===== RECORDS SUPPLIED
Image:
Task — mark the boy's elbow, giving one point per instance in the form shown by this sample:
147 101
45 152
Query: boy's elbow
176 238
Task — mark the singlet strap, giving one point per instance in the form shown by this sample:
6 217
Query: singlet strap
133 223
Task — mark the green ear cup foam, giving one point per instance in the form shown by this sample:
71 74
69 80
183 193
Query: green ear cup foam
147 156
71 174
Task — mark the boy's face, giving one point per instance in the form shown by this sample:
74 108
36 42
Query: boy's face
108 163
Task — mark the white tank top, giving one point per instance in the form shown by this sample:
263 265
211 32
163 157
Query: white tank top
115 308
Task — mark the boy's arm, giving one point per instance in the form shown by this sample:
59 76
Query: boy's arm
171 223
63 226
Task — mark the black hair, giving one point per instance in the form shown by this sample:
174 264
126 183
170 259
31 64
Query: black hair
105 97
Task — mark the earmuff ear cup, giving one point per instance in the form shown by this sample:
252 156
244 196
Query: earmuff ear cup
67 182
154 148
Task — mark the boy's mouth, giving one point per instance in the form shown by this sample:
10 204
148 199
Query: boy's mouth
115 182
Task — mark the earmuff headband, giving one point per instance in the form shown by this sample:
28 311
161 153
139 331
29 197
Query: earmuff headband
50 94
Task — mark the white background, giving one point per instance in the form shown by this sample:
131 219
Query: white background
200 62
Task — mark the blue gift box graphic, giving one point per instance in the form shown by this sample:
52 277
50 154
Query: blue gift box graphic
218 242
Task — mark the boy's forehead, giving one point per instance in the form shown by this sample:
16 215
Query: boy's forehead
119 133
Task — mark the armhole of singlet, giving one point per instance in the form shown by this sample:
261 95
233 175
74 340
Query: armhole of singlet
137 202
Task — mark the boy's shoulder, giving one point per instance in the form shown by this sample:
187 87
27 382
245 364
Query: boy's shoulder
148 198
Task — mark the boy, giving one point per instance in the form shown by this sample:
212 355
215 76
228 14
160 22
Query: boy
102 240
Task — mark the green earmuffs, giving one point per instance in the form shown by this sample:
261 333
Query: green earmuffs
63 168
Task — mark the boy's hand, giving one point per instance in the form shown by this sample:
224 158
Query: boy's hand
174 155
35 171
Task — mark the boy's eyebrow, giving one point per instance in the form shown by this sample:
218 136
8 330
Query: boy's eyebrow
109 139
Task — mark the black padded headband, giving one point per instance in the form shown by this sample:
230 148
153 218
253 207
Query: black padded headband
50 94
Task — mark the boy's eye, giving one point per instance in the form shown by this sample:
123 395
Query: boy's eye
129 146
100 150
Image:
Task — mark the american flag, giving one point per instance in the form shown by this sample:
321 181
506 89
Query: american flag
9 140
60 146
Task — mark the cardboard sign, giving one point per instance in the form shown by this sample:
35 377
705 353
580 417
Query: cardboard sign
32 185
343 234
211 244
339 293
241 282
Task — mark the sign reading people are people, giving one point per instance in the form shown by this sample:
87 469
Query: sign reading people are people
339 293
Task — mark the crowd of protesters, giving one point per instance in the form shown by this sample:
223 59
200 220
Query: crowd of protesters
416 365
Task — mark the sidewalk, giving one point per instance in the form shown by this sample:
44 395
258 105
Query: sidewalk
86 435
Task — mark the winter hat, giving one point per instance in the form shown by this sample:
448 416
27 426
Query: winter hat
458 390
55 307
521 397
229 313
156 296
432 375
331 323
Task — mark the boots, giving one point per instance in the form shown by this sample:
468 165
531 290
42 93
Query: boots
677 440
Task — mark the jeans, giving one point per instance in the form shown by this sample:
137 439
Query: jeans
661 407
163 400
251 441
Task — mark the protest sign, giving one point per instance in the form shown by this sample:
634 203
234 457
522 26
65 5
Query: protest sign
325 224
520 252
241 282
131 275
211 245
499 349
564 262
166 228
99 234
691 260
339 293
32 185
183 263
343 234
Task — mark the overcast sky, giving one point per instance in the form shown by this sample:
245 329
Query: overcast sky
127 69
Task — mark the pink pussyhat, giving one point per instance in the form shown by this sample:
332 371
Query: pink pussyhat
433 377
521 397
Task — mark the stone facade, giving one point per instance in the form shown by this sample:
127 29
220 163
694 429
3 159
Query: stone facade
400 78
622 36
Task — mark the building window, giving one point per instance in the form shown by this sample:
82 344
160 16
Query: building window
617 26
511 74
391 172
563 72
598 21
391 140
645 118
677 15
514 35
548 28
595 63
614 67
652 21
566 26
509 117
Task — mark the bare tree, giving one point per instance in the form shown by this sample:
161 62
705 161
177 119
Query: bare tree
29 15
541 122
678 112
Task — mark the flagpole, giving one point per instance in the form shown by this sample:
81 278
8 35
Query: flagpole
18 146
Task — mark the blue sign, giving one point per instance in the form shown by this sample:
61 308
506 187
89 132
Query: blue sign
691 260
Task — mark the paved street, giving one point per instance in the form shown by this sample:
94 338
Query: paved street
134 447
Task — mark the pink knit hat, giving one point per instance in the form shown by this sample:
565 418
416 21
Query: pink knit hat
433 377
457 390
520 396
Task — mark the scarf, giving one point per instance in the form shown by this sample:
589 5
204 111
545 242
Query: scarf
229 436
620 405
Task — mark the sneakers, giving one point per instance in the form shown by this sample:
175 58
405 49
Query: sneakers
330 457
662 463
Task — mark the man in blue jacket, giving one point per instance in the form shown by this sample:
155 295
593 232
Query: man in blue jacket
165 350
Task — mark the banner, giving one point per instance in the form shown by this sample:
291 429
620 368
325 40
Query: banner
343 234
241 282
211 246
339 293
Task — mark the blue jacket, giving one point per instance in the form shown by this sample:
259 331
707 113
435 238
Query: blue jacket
==========
## REQUIREMENTS
Reproduce the stretch of lines from the one containing "Task — mark the man" through the end of the lines above, requests included, shifting every answer point coordinate up by 4 and leaving the sample coordinates unchanged.

## SOLUTION
Task — mark the man in blue jacket, giving one point per instance in the form shown by this sample:
155 295
593 232
Query: man in blue jacket
169 354
Task — mark the banner, giving one point per instance in the form shown by this sample:
291 429
620 368
325 40
Query: banner
347 238
245 286
215 250
343 297
Task — mark the blue jacket, giving one point per instance in the form shown by this sample:
259 331
707 113
435 238
Query: blue jacket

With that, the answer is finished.